Begin Data for this task
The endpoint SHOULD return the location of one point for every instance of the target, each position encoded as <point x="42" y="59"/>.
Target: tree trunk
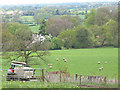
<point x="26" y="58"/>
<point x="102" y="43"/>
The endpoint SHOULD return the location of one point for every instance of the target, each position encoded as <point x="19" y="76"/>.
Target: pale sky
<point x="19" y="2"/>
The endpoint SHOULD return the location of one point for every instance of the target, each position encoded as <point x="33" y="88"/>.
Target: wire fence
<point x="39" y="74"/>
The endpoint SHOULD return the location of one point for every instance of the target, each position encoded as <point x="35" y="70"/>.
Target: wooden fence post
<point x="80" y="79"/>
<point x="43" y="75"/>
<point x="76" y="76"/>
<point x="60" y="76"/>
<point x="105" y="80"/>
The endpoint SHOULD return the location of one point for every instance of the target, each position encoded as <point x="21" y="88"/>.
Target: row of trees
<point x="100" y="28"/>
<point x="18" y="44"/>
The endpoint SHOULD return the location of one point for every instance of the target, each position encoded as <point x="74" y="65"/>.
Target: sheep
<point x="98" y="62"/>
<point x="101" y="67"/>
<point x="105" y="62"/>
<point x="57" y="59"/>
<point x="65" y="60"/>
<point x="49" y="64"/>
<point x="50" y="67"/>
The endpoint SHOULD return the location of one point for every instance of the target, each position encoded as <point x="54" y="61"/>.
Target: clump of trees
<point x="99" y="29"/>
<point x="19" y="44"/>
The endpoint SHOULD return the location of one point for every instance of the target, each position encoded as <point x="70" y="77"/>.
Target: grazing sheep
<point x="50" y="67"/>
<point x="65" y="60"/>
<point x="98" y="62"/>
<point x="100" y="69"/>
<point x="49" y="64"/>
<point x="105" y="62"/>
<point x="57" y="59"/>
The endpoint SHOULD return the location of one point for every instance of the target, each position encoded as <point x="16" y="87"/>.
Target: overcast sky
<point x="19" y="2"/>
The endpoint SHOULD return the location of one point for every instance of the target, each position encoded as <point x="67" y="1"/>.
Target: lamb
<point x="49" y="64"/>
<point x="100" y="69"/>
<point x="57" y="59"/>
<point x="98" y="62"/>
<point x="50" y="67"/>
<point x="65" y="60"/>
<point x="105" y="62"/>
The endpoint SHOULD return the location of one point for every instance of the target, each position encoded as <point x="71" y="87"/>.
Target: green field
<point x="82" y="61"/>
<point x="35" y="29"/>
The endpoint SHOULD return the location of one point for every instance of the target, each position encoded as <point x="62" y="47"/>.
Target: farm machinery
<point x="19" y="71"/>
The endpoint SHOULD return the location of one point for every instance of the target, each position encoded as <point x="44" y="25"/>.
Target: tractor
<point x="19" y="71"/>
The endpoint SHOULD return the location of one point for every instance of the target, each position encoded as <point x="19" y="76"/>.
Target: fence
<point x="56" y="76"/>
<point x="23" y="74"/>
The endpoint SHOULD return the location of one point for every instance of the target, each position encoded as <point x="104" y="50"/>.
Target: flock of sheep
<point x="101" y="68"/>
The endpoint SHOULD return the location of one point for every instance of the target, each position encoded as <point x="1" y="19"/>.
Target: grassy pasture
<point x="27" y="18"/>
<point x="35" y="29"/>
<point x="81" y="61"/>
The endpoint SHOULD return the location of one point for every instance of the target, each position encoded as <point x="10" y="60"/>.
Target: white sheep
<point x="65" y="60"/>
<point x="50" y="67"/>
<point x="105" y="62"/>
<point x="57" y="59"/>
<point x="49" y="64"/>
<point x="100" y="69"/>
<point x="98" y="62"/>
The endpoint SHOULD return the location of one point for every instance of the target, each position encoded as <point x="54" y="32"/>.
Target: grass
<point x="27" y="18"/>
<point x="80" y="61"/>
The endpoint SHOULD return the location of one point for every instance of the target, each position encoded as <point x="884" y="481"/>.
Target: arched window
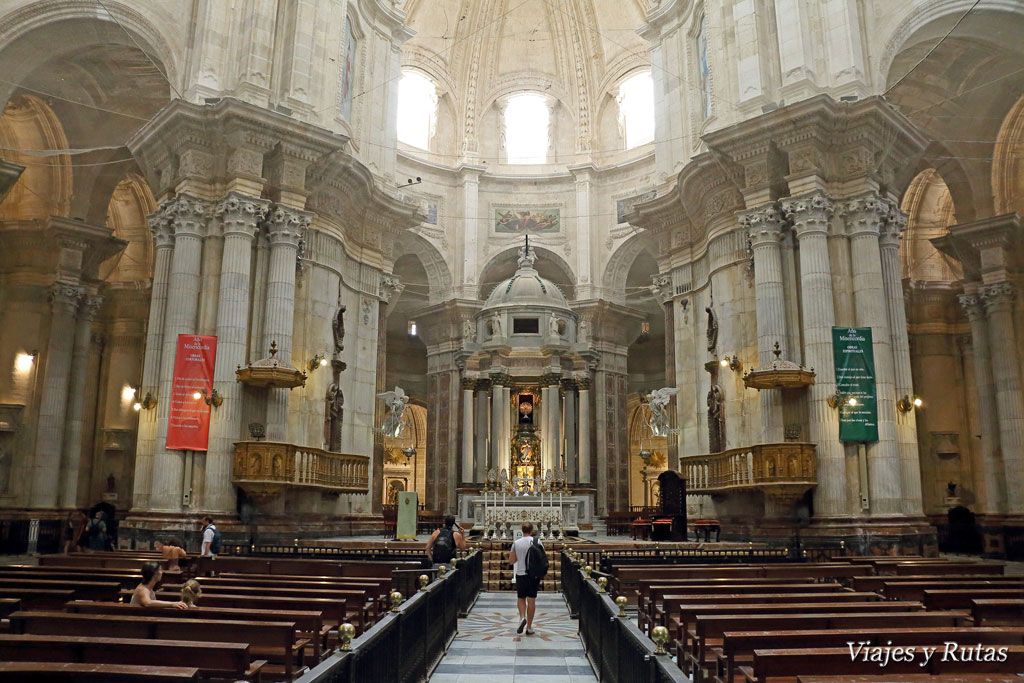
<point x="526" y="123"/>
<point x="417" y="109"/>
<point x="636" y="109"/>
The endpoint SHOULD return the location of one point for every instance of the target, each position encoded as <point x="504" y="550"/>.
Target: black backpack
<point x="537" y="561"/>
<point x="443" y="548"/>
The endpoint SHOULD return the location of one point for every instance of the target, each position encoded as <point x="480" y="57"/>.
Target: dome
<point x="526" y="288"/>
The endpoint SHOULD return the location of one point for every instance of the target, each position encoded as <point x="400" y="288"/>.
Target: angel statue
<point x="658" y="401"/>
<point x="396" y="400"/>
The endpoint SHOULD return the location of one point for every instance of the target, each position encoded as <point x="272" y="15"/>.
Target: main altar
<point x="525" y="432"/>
End Data for this task
Begin Data for this task
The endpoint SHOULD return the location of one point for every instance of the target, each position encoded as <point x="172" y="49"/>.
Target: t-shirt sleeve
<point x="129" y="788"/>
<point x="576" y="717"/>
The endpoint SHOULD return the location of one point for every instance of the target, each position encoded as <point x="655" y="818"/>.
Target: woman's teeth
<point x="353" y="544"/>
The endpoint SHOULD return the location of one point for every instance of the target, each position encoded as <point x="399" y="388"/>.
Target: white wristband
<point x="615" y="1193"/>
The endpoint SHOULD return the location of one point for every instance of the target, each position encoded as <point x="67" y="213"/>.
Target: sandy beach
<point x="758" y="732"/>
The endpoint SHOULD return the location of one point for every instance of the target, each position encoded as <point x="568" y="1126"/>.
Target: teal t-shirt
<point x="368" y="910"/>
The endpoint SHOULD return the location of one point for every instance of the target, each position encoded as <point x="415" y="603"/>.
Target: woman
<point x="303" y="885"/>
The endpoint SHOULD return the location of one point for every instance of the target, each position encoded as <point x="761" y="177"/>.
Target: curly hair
End Data for this task
Begin Data for this task
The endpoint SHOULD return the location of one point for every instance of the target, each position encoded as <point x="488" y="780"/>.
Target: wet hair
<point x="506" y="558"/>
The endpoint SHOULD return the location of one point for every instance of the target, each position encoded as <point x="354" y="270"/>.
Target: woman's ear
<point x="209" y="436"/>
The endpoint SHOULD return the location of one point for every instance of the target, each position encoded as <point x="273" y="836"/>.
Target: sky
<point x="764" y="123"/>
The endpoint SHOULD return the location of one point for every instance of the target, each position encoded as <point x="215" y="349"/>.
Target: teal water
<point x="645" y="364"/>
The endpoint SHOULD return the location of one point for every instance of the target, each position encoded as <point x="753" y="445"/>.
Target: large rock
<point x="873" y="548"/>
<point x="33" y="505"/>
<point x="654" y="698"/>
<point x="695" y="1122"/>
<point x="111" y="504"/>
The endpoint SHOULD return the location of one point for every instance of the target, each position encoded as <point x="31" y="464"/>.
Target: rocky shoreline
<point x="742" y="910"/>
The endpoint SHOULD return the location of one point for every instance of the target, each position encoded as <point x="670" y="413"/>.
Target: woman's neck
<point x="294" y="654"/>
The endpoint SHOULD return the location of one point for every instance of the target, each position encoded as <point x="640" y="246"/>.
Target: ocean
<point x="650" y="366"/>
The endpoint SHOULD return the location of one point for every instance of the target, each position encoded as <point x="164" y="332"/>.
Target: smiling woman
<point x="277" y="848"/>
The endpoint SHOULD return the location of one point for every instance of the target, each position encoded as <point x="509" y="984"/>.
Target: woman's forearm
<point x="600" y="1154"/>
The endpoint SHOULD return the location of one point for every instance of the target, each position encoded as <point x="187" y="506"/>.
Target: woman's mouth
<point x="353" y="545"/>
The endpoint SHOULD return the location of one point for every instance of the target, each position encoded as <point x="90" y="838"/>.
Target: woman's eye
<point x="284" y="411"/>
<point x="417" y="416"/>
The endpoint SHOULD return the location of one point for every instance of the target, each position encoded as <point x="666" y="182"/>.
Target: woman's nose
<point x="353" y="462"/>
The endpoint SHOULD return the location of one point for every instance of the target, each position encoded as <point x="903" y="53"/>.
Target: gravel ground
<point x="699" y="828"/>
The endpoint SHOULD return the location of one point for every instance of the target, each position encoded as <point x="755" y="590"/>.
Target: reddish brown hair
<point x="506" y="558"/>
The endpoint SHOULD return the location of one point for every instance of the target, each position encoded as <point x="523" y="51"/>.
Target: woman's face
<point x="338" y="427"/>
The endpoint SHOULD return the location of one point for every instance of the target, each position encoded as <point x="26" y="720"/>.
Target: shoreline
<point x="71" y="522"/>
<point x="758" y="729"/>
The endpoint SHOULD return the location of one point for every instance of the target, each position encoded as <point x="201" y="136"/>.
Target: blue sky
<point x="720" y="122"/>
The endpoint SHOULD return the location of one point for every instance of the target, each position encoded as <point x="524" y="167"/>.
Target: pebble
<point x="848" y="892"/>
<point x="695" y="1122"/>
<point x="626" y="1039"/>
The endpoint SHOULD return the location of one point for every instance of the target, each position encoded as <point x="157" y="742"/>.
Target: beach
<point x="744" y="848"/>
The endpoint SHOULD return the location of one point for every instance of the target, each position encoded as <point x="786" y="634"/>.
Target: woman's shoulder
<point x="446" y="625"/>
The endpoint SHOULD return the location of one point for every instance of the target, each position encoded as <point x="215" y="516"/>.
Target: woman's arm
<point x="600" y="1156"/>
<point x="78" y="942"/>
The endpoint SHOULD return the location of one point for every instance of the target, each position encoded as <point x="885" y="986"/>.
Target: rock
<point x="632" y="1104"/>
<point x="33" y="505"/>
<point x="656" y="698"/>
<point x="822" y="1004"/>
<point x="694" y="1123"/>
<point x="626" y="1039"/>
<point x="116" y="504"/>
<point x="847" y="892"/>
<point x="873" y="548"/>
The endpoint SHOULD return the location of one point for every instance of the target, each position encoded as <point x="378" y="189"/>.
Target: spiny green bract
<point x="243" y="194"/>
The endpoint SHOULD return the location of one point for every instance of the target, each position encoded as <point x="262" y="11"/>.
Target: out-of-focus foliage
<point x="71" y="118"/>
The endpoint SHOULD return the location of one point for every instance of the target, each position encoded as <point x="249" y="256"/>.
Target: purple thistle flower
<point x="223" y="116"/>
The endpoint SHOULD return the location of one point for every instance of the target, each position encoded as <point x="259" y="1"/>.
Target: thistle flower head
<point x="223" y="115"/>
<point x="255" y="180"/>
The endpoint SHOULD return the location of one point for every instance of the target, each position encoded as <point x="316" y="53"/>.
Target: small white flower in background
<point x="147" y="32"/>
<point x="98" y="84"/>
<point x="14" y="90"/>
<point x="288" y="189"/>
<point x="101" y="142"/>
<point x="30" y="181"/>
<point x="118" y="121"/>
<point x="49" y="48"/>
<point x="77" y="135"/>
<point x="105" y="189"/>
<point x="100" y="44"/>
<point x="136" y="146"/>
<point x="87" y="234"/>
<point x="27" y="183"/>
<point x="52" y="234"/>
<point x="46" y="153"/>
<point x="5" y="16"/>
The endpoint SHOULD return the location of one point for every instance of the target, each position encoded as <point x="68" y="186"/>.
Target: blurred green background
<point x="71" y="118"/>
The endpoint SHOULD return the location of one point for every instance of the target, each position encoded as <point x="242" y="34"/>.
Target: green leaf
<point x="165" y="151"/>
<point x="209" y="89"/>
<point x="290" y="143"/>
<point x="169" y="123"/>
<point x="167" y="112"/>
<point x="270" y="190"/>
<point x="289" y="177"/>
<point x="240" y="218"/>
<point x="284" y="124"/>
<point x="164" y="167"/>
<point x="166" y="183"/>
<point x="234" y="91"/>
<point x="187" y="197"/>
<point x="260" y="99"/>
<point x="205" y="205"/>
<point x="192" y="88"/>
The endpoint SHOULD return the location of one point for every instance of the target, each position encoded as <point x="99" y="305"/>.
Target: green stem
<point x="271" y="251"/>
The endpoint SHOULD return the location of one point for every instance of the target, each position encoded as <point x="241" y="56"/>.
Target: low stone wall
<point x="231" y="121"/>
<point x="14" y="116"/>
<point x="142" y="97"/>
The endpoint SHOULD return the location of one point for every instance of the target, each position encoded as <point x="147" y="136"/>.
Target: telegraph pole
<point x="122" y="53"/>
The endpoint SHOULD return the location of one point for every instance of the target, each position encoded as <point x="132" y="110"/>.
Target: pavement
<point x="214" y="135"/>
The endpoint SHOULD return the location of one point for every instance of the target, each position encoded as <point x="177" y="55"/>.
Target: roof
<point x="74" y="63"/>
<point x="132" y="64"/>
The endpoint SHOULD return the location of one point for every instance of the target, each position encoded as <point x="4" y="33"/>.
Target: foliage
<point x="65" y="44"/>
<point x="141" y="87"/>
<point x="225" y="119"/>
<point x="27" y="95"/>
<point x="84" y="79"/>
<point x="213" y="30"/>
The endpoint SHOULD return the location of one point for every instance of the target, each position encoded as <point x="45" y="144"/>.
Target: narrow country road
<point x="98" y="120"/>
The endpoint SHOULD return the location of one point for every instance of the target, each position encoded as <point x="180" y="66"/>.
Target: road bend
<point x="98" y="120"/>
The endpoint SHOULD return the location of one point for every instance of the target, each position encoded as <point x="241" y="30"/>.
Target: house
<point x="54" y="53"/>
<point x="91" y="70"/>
End Data for this task
Pull out every line of the listing above that contains the word "background", and copy each one in full.

:: Solution for this exercise ::
Target: small white flower in background
Target: blurred green background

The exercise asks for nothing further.